++++ Material supplied

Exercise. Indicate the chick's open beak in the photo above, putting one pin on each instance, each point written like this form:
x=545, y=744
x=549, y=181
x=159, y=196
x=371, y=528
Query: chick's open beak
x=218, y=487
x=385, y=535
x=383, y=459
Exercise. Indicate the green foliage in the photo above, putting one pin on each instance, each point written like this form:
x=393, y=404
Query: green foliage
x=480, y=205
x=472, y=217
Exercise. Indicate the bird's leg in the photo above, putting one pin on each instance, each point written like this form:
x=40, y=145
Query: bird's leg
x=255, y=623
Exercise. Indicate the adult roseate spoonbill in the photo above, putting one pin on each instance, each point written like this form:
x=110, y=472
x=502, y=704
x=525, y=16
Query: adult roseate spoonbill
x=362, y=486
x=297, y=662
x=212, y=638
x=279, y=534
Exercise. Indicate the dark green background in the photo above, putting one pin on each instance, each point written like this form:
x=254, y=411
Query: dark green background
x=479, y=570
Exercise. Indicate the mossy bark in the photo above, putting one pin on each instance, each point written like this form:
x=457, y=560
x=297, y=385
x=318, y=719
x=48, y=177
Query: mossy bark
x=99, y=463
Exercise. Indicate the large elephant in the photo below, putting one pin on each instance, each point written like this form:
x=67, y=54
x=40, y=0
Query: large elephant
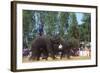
x=39, y=48
x=44, y=47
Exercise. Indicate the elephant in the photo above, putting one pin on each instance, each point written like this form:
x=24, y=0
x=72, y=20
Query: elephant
x=39, y=48
x=44, y=47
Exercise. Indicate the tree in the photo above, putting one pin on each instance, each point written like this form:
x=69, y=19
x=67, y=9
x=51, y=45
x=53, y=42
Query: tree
x=85, y=28
x=73, y=27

++++++++

*What to do*: Convert every one of the entries above into a JSON list of strings, one string per line, with blank lines left out. Don't include the pictures in your answer.

*Final result*:
[
  "Exercise. Indicate the chick's open beak in the photo above, putting one pin on each instance, each point written like this form:",
  "x=545, y=744",
  "x=549, y=181",
  "x=159, y=196",
  "x=371, y=528",
  "Query: chick's open beak",
  "x=218, y=487",
  "x=385, y=535",
  "x=383, y=459",
  "Exercise. Indicate the green foliage in the photo above, putting one pin on each instance, each point written like this form:",
  "x=393, y=404",
  "Query: green foliage",
  "x=480, y=205",
  "x=472, y=217",
  "Exercise. Indicate the bird's leg in the photo above, putting one pin on each instance, each point written like this form:",
  "x=40, y=145",
  "Query: bird's leg",
  "x=255, y=623",
  "Exercise. Indicate the adult roseate spoonbill in the photo above, putting one pin on each instance, each point written like this form:",
  "x=110, y=472",
  "x=502, y=704",
  "x=525, y=16",
  "Query: adult roseate spoonbill",
  "x=362, y=486",
  "x=297, y=662",
  "x=212, y=638",
  "x=279, y=534",
  "Exercise. Indicate the dark green background in the photo above, putting one pin on each instance, each point written like this form:",
  "x=254, y=411",
  "Query: dark green background",
  "x=479, y=570",
  "Exercise. Indicate the mossy bark in the photo above, putting one pin on each instance, each point written like this form:",
  "x=457, y=560",
  "x=297, y=385",
  "x=318, y=719",
  "x=48, y=177",
  "Query: mossy bark",
  "x=99, y=463",
  "Exercise. Indicate the large elephant in the photo below, putting one pin on each instance, each point written like this form:",
  "x=67, y=54",
  "x=40, y=0",
  "Query: large elephant",
  "x=39, y=48",
  "x=44, y=47",
  "Exercise. Indicate the elephant in the photo above, putting one pin on each instance, each point written like this form:",
  "x=24, y=0",
  "x=72, y=20",
  "Query: elephant",
  "x=39, y=48",
  "x=44, y=47",
  "Exercise. Indicate the tree in the photo above, putting one pin on each instance, each point written like this form:",
  "x=69, y=19",
  "x=67, y=9",
  "x=51, y=45",
  "x=53, y=42",
  "Query: tree",
  "x=85, y=28",
  "x=73, y=27"
]